The answer must be one number: the count of lines in the data below that include "black".

─── PROVIDED INFORMATION ───

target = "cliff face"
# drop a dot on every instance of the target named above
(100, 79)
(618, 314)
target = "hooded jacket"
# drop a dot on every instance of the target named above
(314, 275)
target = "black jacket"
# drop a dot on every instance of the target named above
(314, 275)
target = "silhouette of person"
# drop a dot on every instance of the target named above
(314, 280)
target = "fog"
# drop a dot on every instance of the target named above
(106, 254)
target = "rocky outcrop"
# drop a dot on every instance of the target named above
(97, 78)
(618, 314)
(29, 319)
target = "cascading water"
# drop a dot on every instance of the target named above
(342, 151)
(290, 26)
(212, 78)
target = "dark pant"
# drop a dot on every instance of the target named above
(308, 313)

───
─── PROVIDED INFORMATION ───

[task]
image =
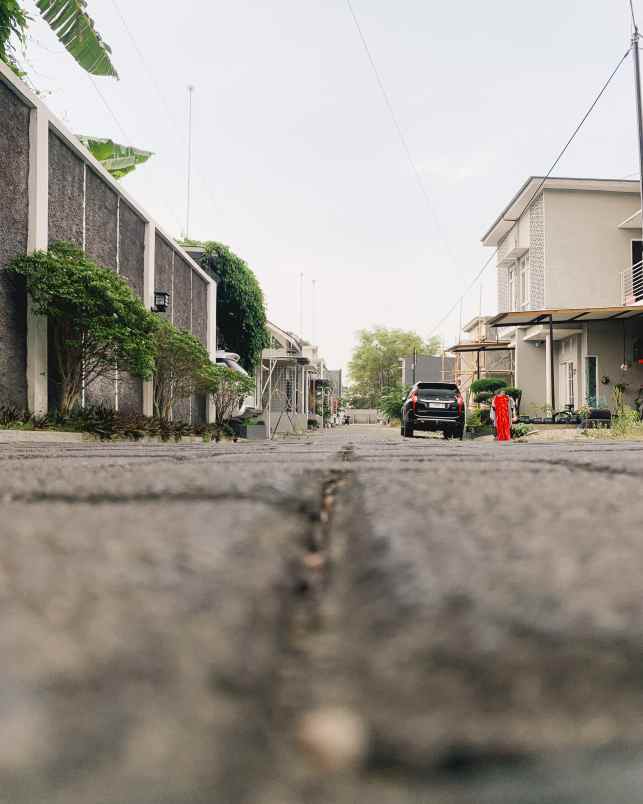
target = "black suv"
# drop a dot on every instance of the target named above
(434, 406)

───

▶ [OUTPUT FOR THIS TASK]
2